**Goal of the exercise:**
What to return is the tail of the data, from the line that contains "Phrase: foal's neck" down to the last line, copied exactly.

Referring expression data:
[Start of Attachment]
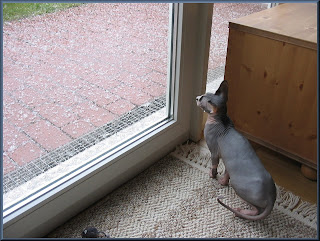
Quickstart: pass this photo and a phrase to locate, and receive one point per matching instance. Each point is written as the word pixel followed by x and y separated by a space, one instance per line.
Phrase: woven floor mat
pixel 176 198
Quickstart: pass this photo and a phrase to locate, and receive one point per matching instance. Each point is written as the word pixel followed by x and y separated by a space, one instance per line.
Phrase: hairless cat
pixel 248 177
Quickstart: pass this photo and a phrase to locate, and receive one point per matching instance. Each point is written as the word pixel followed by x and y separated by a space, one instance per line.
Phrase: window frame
pixel 190 51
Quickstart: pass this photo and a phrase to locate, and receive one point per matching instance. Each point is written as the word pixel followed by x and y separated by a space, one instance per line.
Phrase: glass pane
pixel 222 14
pixel 78 82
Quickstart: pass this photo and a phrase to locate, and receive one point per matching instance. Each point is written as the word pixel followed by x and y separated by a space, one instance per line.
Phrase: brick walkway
pixel 69 72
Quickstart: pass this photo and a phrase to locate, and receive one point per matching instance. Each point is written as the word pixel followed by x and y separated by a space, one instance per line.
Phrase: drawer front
pixel 273 93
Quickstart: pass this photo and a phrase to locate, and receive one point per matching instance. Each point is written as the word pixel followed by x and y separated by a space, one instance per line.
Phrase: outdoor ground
pixel 69 72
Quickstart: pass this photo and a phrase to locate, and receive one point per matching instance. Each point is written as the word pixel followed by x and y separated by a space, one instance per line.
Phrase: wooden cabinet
pixel 271 69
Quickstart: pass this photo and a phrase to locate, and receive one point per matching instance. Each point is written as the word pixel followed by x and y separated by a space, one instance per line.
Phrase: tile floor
pixel 68 73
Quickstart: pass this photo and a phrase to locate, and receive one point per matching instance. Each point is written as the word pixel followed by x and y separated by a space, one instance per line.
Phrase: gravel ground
pixel 70 72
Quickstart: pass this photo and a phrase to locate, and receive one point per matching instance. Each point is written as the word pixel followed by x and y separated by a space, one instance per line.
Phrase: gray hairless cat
pixel 248 177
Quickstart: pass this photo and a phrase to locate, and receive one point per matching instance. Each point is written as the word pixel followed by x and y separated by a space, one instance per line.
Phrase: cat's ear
pixel 223 90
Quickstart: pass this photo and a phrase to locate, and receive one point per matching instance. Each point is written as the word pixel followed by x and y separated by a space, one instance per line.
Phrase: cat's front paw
pixel 213 172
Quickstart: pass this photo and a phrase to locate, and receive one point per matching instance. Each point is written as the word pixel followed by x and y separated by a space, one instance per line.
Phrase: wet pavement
pixel 67 73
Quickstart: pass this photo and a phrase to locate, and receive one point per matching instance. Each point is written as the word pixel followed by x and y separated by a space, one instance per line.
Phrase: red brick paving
pixel 69 72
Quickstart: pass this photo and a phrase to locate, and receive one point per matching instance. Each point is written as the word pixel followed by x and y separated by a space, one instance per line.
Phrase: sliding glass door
pixel 93 95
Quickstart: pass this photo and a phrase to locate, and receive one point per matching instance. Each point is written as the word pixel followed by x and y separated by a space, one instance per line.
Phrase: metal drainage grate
pixel 61 154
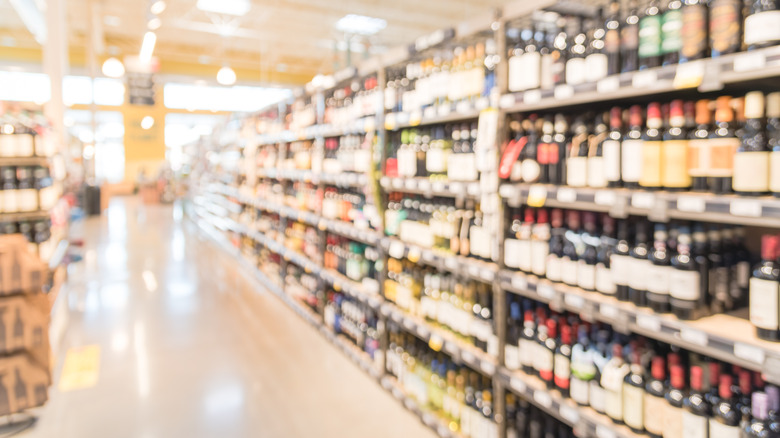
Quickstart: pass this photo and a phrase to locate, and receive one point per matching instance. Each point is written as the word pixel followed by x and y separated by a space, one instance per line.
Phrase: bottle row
pixel 574 49
pixel 675 146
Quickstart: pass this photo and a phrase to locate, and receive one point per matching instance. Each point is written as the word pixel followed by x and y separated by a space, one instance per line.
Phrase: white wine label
pixel 764 303
pixel 751 171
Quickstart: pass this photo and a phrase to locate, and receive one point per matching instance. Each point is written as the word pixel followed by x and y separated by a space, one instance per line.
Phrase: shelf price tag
pixel 745 207
pixel 566 195
pixel 537 194
pixel 543 398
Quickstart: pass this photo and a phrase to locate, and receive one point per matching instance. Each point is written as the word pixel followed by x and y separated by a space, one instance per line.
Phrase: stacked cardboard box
pixel 24 327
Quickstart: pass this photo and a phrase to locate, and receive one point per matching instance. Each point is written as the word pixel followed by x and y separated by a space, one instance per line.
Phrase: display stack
pixel 559 221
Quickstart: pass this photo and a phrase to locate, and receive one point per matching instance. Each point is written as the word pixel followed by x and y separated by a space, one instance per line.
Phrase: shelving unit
pixel 728 337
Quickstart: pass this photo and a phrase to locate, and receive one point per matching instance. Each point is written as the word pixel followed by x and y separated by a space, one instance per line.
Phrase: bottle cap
pixel 724 386
pixel 760 405
pixel 773 105
pixel 657 368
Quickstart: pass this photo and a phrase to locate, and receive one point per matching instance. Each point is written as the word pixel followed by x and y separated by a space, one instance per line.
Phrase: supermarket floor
pixel 169 339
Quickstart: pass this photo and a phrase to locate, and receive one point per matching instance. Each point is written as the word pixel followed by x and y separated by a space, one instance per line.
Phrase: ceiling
pixel 279 41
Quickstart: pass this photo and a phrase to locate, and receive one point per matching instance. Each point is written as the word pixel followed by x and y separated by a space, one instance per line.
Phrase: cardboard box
pixel 23 384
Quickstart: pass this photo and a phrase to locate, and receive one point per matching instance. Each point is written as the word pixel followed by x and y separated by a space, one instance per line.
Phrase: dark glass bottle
pixel 751 163
pixel 640 266
pixel 650 54
pixel 629 39
pixel 765 290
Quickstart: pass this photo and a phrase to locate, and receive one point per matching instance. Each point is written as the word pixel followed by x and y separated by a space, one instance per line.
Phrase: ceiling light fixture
pixel 228 7
pixel 157 7
pixel 113 68
pixel 360 24
pixel 226 76
pixel 147 47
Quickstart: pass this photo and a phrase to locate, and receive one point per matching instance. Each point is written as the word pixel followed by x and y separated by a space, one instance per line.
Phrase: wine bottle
pixel 694 30
pixel 604 279
pixel 596 60
pixel 751 163
pixel 761 28
pixel 576 72
pixel 650 54
pixel 675 169
pixel 697 411
pixel 620 262
pixel 639 266
pixel 725 27
pixel 660 272
pixel 629 39
pixel 765 290
pixel 654 401
pixel 652 148
pixel 631 150
pixel 723 146
pixel 562 366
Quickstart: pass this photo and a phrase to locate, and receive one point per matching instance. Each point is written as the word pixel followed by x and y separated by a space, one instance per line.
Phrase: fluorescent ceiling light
pixel 229 7
pixel 147 47
pixel 360 24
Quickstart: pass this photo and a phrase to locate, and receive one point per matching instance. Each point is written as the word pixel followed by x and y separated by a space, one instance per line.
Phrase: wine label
pixel 596 67
pixel 577 171
pixel 675 169
pixel 586 275
pixel 650 36
pixel 694 30
pixel 751 171
pixel 620 265
pixel 637 276
pixel 611 151
pixel 671 31
pixel 539 251
pixel 575 71
pixel 764 303
pixel 762 27
pixel 694 426
pixel 512 249
pixel 604 281
pixel 684 285
pixel 658 279
pixel 633 406
pixel 774 171
pixel 654 414
pixel 631 160
pixel 725 25
pixel 651 164
pixel 596 176
pixel 554 266
pixel 720 430
pixel 672 422
pixel 722 151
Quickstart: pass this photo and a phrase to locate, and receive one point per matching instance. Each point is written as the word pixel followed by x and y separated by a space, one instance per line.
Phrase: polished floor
pixel 189 346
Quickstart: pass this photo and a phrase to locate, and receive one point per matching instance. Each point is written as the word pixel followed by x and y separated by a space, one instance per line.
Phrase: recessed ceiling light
pixel 360 24
pixel 228 7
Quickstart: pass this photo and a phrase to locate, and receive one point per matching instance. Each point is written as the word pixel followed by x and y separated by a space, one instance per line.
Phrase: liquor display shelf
pixel 585 420
pixel 429 187
pixel 465 110
pixel 658 206
pixel 24 215
pixel 442 340
pixel 362 125
pixel 391 385
pixel 344 179
pixel 473 268
pixel 728 337
pixel 709 74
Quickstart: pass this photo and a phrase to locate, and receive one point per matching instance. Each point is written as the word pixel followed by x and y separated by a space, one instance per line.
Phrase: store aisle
pixel 188 347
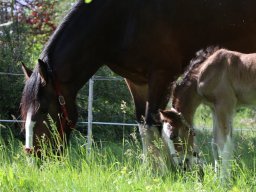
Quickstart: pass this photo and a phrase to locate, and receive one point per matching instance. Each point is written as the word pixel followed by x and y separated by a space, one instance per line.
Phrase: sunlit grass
pixel 111 166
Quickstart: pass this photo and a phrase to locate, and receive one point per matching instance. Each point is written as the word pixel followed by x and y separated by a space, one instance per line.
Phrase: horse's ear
pixel 27 72
pixel 163 114
pixel 43 71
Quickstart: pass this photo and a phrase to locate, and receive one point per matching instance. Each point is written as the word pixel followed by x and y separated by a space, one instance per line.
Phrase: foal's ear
pixel 163 114
pixel 27 72
pixel 43 71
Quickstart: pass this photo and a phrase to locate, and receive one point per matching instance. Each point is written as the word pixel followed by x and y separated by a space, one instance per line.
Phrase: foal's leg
pixel 222 138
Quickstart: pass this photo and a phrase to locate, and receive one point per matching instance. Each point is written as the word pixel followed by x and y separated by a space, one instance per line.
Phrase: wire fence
pixel 89 123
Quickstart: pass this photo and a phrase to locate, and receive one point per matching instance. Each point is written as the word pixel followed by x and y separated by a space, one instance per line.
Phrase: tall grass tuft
pixel 111 166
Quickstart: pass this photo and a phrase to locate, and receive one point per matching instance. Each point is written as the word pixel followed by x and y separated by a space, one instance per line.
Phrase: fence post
pixel 90 117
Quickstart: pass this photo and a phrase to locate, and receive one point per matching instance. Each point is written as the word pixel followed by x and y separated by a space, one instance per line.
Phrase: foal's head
pixel 41 102
pixel 176 128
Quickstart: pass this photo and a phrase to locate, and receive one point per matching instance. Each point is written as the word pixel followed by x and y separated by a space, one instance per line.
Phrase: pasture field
pixel 112 166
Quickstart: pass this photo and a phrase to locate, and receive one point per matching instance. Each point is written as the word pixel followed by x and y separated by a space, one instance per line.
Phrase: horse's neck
pixel 186 100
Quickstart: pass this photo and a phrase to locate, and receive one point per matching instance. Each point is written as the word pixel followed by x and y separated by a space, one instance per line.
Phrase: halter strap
pixel 64 117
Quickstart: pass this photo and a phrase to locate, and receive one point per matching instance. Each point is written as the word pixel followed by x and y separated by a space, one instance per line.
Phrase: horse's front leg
pixel 154 146
pixel 222 138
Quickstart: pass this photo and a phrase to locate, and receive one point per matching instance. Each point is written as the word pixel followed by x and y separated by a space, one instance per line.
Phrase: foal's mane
pixel 201 56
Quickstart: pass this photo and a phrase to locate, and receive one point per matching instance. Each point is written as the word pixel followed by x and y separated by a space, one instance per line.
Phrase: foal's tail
pixel 201 56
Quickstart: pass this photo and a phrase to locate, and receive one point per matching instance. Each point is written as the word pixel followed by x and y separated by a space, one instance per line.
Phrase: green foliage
pixel 117 167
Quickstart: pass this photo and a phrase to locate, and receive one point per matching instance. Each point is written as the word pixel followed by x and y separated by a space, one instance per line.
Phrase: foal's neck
pixel 186 99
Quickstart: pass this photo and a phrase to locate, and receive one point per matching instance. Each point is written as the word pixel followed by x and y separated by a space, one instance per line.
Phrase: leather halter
pixel 63 115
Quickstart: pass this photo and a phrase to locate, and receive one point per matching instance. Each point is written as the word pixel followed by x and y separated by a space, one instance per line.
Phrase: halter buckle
pixel 62 100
[End of Attachment]
**Answer to this problem:**
Phrase: foal's neck
pixel 186 99
Quickstart: pass this photo and a phrase to locate, and receive one point per matching instance. Each point is written as the word pixel followed by x and y separated by a space, one instance per line.
Phrase: leather halter
pixel 63 115
Quickstart: pass this photo and a phrase to locate, and receive one point per matching instance. Each point is written as the word pixel followed by x and y separated by a space, one instance per line.
Phrase: halter buckle
pixel 62 100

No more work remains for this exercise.